• one bite you may get the bitter taste of chocolate

    another one, the sweet strawberry

    next bite, you feel the smoothness of vanilla

    followed by the tangy durian

    finalized by tender taste of avocado

    like what we experience in life, we’ll get one bite of every sweet and bitterness. it's the flavour of life...



One of the things that makes me feel so reluctant every time someone messaged me on social networking site (well, dating site in particular) is something called people's expectation. Like this...

I received a message from someone called John few months ago, and I already said that I am not looking for relationship, I'm only looking for friendship there. He agreed with that, saying that even if it won't go anywhere, it's just nice to have friend to share.
From that point on, he's like a gym buddy for me when I happen to be in Jakarta. Sometimes we just spend time in the gym, he likes to join the classes there, while I will usually refuse (I hate join those body combat class, urgh) and do weight training instead. Some other time we will just watch movie or go out and have some meal.

Something wrong with that? I have buddies with whom I usually spend time with and nothing (as in love department) develop from that. Even with girls. We remain as close friend, although we go out together often (so I am quite flustered why boys are more emo about that). Because I only think of them as friends, nothing more. I sometimes think, do I give him those cyber guys false hope or something by doing those friendly stuff?

....................

**Exercise**
Decide whether each statement agrees with the post above, answering yes or no and quoting the exact words that settle it: (a) The writer told John they wanted only friendship. (b) The writer usually joins the gym classes with John. (c) The writer's friendships with girls have turned romantic.

Dataset excerpt:
....................

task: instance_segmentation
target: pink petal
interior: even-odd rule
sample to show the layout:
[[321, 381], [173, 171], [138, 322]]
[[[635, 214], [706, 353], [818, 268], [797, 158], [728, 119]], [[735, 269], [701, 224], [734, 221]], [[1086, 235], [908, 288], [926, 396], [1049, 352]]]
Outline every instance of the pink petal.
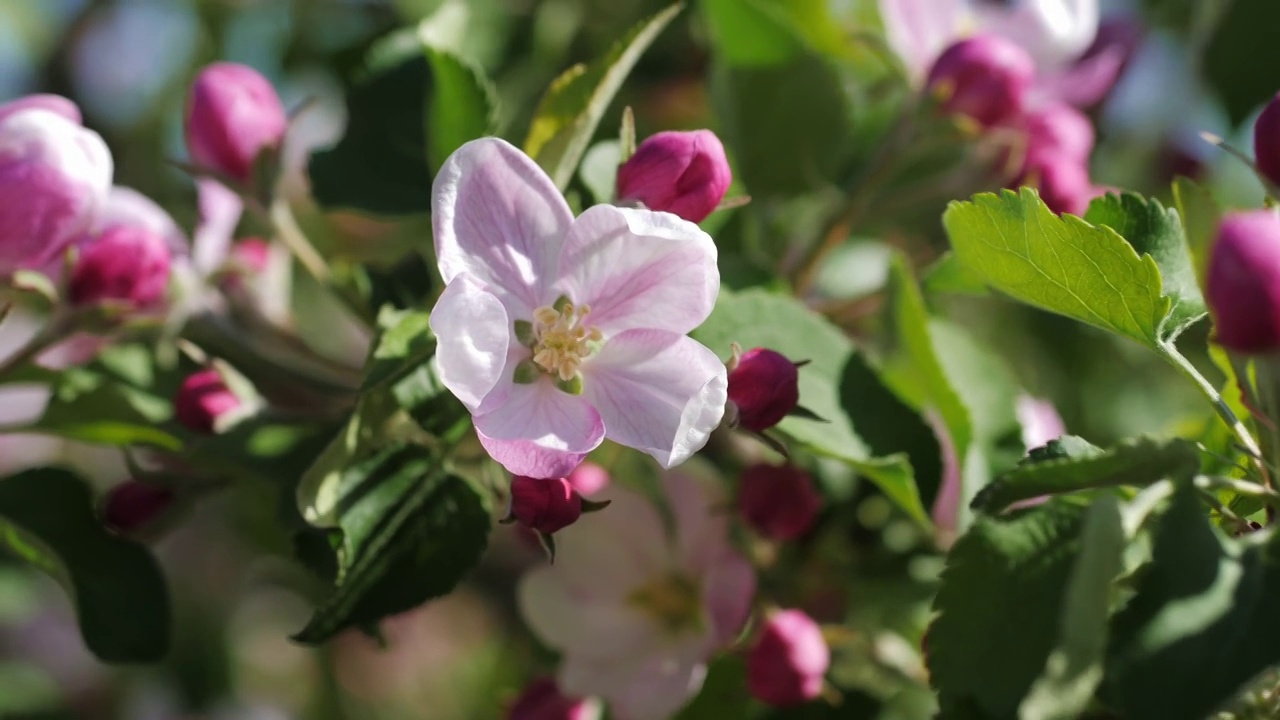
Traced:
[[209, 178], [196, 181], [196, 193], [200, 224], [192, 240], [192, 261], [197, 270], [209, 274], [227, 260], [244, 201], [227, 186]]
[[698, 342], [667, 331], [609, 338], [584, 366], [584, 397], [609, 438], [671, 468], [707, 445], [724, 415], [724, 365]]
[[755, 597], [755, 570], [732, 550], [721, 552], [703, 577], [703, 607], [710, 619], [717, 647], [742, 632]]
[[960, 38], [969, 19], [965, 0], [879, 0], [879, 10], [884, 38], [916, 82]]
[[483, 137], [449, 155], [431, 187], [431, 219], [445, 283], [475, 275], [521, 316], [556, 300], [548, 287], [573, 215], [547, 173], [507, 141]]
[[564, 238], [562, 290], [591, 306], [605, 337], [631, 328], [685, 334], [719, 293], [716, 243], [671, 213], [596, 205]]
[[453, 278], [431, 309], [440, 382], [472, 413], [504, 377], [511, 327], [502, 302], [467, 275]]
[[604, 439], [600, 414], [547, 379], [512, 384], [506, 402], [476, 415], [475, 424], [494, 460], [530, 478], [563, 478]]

....................

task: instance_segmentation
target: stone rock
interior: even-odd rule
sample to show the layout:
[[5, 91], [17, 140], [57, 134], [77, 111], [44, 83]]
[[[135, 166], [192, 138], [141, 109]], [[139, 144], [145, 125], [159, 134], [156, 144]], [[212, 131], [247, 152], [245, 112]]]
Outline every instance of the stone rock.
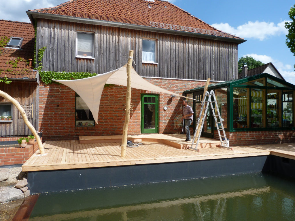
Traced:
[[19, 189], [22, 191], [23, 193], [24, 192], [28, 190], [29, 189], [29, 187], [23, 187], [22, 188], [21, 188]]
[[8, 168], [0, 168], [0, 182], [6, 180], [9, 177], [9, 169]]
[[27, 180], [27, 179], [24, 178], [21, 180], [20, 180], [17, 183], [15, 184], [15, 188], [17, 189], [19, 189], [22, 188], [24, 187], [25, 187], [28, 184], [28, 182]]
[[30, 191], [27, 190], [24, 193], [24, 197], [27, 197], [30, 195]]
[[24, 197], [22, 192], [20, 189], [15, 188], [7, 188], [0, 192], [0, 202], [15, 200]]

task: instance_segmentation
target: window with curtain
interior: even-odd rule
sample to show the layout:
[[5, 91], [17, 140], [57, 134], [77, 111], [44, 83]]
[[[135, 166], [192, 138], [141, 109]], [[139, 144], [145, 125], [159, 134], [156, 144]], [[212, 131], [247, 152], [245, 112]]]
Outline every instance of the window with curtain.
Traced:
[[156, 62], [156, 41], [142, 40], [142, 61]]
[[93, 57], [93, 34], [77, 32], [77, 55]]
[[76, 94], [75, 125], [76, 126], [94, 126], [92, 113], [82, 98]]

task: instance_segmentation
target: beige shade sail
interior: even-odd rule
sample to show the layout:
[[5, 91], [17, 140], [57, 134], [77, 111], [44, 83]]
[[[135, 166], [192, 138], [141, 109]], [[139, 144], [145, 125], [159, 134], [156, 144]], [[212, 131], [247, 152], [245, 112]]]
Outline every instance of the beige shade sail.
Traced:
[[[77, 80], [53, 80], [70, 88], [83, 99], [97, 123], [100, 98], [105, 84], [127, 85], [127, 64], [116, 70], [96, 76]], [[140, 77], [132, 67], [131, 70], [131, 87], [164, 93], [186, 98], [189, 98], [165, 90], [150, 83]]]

....................

**Exercise solution**
(a) Yes: "I already said that I am not looking for relationship, I'm only looking for friendship there."
(b) No: "he likes to join the classes there, while I will usually refuse (I hate join those body combat class, urgh) and do weight training instead."
(c) No: "We remain as close friend"